- [EXCERPTED DATA]
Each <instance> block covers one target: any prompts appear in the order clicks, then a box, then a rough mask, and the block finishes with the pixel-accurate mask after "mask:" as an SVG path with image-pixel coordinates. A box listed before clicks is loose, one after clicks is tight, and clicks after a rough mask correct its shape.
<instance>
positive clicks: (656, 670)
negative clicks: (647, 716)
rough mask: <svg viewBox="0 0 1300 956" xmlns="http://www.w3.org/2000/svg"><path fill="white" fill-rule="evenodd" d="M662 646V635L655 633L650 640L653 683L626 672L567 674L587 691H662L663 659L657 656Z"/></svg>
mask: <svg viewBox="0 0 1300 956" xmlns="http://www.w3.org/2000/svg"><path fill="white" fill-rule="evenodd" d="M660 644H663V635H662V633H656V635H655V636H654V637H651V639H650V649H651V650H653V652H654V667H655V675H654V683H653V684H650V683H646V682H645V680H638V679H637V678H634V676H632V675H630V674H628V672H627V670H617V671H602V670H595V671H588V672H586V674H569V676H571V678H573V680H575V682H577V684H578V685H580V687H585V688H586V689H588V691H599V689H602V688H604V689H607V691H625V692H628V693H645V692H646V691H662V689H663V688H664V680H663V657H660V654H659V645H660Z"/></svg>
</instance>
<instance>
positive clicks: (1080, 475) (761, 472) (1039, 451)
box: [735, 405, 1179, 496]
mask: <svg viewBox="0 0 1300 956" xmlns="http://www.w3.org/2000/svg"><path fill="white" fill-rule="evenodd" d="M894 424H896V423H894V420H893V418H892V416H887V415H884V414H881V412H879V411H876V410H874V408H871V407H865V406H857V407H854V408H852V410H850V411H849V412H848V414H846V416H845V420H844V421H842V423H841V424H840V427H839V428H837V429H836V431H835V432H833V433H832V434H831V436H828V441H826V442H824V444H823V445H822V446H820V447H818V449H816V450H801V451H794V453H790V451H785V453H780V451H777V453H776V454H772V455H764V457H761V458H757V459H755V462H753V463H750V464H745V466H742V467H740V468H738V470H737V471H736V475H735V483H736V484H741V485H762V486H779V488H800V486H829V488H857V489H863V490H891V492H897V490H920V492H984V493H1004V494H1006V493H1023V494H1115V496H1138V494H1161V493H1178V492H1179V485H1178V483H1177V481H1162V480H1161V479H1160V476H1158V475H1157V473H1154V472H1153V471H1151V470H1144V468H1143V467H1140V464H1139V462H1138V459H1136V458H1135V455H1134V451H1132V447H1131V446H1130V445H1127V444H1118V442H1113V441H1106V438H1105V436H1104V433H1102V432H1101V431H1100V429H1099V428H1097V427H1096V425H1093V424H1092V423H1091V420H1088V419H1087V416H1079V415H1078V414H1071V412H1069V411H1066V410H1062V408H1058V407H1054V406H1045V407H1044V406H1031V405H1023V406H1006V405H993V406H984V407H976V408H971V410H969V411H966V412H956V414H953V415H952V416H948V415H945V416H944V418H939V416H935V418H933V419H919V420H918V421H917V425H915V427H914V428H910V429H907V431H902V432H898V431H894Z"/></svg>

- [WORK REQUIRED] Please copy only these lines, exactly: the first line of the records through the line containing "positive clicks: (656, 670)", ends included.

- [RESPONSE TO THIS EXERCISE]
Each <instance> block covers one target: any prompts appear in the order clicks, then a box, then a rough mask, and the block finishes with the pixel-accurate mask after "mask:" as an SVG path with image-pixel coordinates. A box listed before clicks is loose, one after clicks is tight, and clicks after a rough mask correct its shape.
<instance>
positive clicks: (656, 670)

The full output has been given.